What needs to be done :: Without the images, print all the entries below exactly as given.

Supplied material ::
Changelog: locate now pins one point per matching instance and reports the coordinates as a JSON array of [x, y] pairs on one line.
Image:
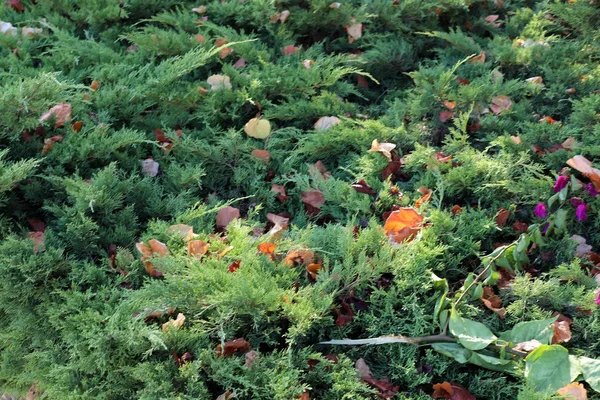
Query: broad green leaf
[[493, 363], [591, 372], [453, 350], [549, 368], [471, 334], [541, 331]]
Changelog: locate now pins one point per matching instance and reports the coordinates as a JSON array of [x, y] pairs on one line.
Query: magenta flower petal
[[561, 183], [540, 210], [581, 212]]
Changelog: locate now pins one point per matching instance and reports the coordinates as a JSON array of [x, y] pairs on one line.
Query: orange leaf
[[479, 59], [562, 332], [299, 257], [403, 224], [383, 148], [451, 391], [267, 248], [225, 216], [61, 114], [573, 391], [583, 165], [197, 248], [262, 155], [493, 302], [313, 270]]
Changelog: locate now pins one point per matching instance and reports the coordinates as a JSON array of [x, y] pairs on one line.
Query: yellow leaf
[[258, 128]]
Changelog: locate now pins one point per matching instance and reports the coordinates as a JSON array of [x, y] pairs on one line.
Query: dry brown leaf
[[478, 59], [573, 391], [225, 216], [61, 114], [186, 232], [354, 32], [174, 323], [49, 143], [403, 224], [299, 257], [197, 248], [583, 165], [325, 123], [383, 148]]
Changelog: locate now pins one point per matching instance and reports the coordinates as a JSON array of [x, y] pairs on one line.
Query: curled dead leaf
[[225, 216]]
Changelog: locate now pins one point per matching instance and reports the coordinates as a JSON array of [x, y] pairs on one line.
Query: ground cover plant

Answer ::
Changelog: locate now pins one point per matching instance and reports the coordinates as a JSON array of [x, y] pairs on one line.
Image:
Query: broad green leaf
[[493, 363], [591, 372], [453, 350], [549, 368], [471, 334], [541, 331]]
Changelog: locate now pins one point per matching instance and reports the coordinates as a JSON array of [x, y] pairs on one line.
Query: magenta flower petal
[[561, 183], [540, 210], [581, 212]]
Changelog: locate now pins one point per matching instance and reports the coordinates as a JSON array of [x, y] pairs on one line.
Query: orange leaf
[[479, 59], [562, 332], [299, 257], [403, 224], [383, 148], [451, 391], [267, 248], [225, 216], [61, 114], [573, 391], [583, 165], [197, 248], [262, 155], [493, 302], [313, 270]]
Changelog: locate now pins one point per matching instance and reports the coordinates as a JSON array of [x, y] pairs on one line.
Query: yellow leaf
[[258, 128]]
Changelog: locate now pins one point per matching instance and reports the coordinates as a JSON array of [x, y] pairs on one line.
Query: dry brown leaf
[[478, 59], [573, 391], [225, 216], [61, 114], [186, 232], [354, 32], [174, 323], [49, 143], [403, 224], [299, 257], [197, 248], [583, 165], [325, 123], [383, 148]]
Changelog: locate now pins one point per matching instance and reports the coordinates as a JSON array of [x, y] pairs on one line.
Query: curled dead leaf
[[225, 216]]
Changelog: locate now pins one point per matching instance and reports the coordinates as a JSON array of [x, y] pairs on one line.
Query: ground cover plant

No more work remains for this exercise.